▸ **TASKS FOR THIS EXERCISE**:
**a)** According to the forum thread about the Shake spikes, in which country is the Shake R0ED0 located?
**b)** Write out part of the forum thread about the Shake spikes. Begin at the words "Hello mrbrunt, and" and stop after "are quite high!".

▸ **EXERCISE PASSAGE**:
=== Section Start ===

Spikes!!! These have been going on for months now and it’s driving me crazy. There is no pattern to them and some and be very huge. Is it possible electrical interference? Electrical surges? This Shake has been in this location for a couple years with no issues. Unfortunately, this Shake R0ED0 is in Thailand and I’m in China. It is located in the back bedroom that is only used when we are in Thailand and the house sits in a rural area. However, my wife is there right now and we did a video call for visual inspection and everything looks good. Today, my wife is going to purchase and connect a new power outlet surge protector in hopes that the old one may have become faulty. I cannot think of anything else. The house is occupied by one person and nothing has changed in the bedroom or around the house. I don’t know how to attach a screenshot here, but if you go to my station’s DataView, you should be able to see what I’m talking about.
Hello mrbrunt, and welcome back to the community!
I think I can see what you mean by your local helicorder (thanks for the screenshot you shared in our Discord). Indeed, some of the spike magnitudes are quite high!
Usually, spikes like that can appear due to RF interferences and/or electrical surges. So, your thought of buying a new surge protector is a good one, and we’ll see if it’ll have any positive effect.

=== Section End ===

▸ **SUPPLIED RECORDS**:
=== Section Start ===

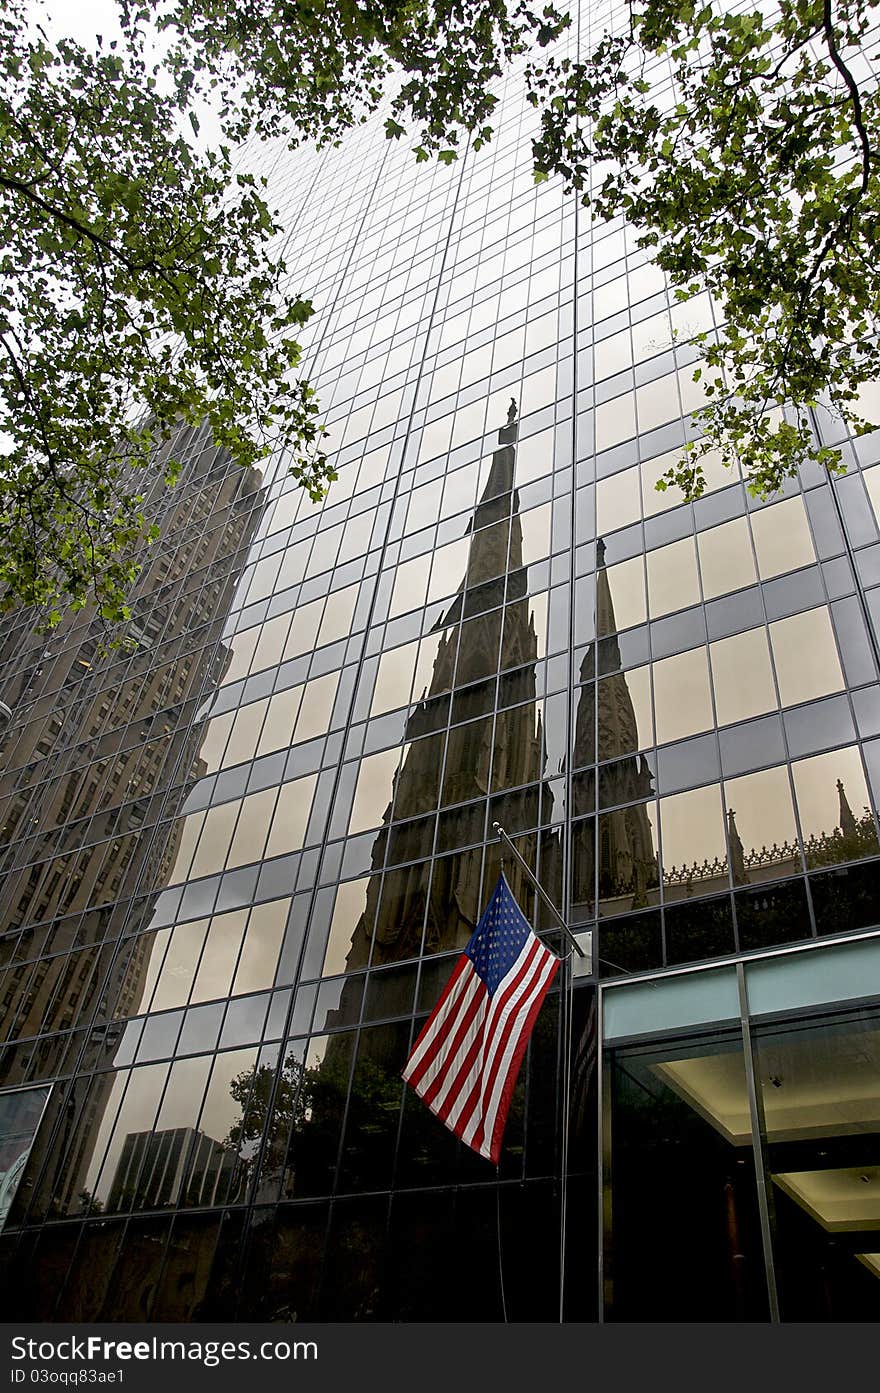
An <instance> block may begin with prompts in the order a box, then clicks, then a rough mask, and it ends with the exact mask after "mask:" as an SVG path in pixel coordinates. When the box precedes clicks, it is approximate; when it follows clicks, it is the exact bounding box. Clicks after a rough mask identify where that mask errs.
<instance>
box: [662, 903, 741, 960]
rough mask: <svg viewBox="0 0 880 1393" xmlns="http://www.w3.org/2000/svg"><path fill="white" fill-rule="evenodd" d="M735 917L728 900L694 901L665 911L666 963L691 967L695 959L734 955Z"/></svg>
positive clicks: (675, 906) (672, 907)
mask: <svg viewBox="0 0 880 1393" xmlns="http://www.w3.org/2000/svg"><path fill="white" fill-rule="evenodd" d="M734 950H735V943H734V917H732V912H731V905H730V896H724V897H721V898H717V900H695V901H693V903H692V904H667V907H666V961H667V963H692V961H695V960H698V958H709V957H720V956H723V954H727V953H734Z"/></svg>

=== Section End ===

▸ **ANSWER LIST**:
**a)** Thailand

**b)**
Hello mrbrunt, and welcome back to the community!
I think I can see what you mean by your local helicorder (thanks for the screenshot you shared in our Discord). Indeed, some of the spike magnitudes are quite high!